• [Task prompt]: Among the entries, find the lines with the string "water" and report them.

• [Information given]:
▼▼▼

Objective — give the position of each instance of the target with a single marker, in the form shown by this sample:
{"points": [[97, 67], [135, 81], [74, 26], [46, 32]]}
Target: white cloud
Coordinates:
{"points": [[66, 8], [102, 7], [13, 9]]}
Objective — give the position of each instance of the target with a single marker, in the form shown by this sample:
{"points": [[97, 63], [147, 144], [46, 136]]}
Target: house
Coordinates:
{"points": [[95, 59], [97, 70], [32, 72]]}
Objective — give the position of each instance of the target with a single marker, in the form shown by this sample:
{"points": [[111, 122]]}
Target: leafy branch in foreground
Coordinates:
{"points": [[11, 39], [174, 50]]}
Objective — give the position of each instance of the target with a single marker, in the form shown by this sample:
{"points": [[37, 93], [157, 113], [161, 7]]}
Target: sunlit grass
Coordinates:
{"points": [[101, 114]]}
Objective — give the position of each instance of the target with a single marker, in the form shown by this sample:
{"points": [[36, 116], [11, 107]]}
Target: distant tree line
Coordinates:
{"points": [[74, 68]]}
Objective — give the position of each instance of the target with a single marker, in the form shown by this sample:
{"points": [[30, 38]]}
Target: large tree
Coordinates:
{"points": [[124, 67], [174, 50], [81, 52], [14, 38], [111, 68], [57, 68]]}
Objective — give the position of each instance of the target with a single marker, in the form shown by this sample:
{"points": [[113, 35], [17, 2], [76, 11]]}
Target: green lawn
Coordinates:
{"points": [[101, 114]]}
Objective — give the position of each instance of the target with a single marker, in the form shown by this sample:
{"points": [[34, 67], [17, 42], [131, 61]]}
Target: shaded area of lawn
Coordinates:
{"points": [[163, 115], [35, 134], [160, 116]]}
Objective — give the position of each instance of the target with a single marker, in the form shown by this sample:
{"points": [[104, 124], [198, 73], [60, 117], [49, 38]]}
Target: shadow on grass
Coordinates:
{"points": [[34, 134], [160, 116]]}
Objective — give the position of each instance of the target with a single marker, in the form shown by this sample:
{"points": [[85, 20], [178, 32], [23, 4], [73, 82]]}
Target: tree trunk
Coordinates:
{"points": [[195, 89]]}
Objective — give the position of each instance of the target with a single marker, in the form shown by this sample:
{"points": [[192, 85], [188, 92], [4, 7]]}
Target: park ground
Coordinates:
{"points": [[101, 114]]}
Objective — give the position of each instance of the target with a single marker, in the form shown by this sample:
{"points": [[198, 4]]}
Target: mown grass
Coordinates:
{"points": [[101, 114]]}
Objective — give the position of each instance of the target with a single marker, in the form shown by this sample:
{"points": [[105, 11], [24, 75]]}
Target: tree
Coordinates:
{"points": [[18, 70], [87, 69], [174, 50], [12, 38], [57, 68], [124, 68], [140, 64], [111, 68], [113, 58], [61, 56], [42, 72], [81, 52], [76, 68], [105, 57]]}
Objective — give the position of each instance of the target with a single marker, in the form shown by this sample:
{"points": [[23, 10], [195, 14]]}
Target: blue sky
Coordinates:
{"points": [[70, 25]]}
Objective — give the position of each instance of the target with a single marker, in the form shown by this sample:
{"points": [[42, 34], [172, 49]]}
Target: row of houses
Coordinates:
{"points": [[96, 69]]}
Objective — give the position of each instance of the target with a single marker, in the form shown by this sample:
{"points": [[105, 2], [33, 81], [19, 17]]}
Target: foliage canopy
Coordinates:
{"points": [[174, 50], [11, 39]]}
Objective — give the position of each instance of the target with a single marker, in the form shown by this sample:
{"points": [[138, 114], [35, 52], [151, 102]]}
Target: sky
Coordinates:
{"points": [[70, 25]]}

▲▲▲
▼▼▼

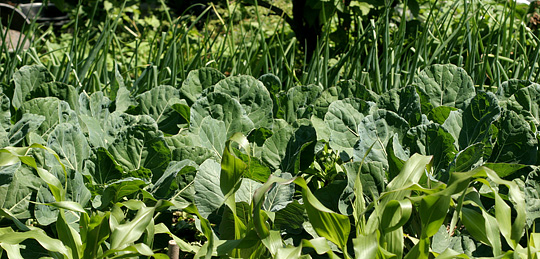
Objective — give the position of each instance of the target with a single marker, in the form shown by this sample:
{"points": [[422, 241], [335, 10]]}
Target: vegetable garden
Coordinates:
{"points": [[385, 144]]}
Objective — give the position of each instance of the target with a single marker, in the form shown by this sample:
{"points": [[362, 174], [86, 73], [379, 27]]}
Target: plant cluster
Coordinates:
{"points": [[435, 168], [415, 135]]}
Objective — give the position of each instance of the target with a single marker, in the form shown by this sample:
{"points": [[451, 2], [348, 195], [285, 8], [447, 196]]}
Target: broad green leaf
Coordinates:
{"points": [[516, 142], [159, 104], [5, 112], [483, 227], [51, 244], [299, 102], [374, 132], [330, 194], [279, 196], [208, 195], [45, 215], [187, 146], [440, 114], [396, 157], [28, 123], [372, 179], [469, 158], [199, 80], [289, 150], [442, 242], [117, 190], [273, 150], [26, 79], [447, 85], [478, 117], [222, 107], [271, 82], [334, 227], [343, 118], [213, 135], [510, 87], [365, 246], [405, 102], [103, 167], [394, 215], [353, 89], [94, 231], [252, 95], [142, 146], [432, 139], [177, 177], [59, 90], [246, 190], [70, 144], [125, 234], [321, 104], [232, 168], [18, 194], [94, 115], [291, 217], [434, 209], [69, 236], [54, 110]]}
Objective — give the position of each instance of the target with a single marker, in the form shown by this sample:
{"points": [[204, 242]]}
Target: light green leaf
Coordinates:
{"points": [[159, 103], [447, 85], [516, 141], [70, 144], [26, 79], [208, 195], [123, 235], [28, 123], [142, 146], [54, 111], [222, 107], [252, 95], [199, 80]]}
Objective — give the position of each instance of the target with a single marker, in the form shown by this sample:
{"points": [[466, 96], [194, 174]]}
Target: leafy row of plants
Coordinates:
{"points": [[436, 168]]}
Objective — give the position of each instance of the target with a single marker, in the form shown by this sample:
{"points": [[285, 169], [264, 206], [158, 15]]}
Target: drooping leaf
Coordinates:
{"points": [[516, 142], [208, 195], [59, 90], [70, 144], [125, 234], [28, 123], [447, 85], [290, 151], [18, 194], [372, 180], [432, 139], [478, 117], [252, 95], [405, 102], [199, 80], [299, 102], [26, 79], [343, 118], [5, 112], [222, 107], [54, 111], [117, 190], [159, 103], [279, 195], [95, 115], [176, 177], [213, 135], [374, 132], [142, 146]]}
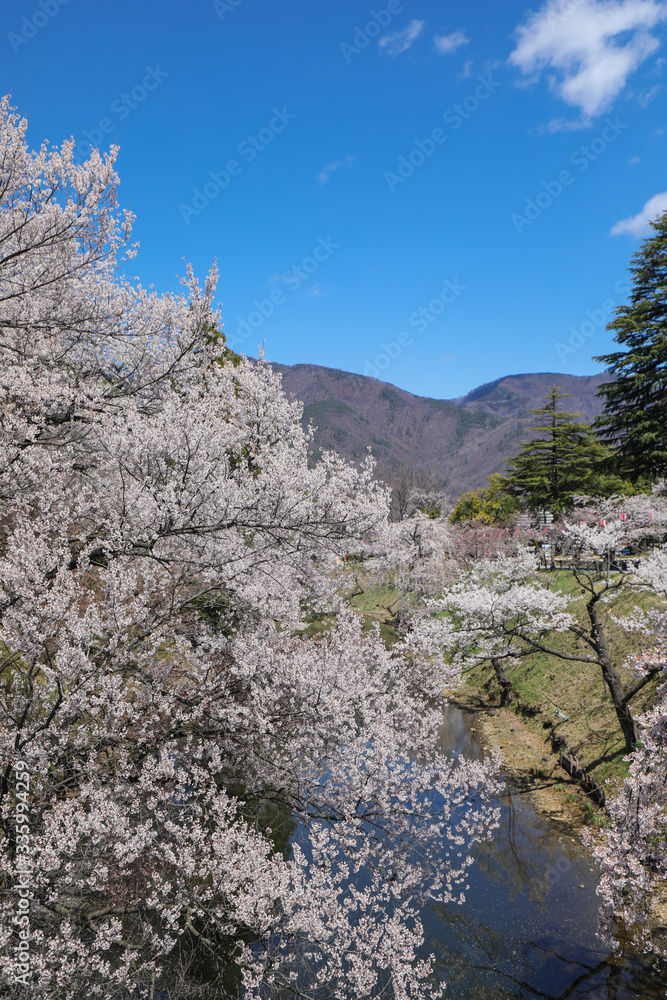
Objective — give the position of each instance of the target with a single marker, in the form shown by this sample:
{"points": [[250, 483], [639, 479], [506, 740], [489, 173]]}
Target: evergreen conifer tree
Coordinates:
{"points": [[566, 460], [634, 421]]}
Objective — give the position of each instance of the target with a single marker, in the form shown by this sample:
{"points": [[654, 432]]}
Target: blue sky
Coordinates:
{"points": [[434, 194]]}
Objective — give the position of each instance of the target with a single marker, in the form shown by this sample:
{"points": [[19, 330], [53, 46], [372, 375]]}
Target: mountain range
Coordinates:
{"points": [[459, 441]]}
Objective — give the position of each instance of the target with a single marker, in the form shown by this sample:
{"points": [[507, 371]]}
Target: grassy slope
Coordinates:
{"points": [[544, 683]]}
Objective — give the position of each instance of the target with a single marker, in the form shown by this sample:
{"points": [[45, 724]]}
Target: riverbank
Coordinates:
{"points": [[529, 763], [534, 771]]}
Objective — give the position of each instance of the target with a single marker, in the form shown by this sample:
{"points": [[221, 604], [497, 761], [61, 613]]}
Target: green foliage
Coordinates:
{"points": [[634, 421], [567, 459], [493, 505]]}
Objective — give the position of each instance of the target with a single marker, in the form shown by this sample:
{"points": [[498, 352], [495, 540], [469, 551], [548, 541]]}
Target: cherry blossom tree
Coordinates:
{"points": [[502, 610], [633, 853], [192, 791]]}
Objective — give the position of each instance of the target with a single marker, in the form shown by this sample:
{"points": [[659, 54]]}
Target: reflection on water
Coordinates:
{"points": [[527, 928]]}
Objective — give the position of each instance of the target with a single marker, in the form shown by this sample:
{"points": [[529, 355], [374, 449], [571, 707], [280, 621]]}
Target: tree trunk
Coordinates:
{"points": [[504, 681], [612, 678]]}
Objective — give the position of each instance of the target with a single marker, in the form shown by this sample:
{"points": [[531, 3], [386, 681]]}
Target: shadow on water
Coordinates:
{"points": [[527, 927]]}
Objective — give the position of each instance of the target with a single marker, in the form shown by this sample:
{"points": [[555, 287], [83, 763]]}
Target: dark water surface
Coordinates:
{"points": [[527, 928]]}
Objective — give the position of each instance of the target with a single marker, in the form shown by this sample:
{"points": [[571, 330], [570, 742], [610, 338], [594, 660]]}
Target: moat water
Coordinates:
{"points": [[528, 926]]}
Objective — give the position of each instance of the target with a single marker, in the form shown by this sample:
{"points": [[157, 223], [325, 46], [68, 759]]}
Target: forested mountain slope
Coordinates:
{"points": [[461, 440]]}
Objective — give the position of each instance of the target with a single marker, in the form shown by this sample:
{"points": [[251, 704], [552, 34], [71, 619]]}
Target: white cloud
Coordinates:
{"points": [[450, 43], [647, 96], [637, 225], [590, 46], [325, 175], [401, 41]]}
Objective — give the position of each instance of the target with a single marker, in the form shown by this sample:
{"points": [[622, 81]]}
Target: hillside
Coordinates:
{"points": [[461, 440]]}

▲▲▲

• [Exercise solution]:
Target: reflection on water
Target: shadow on water
Target: dark water surface
Target: moat water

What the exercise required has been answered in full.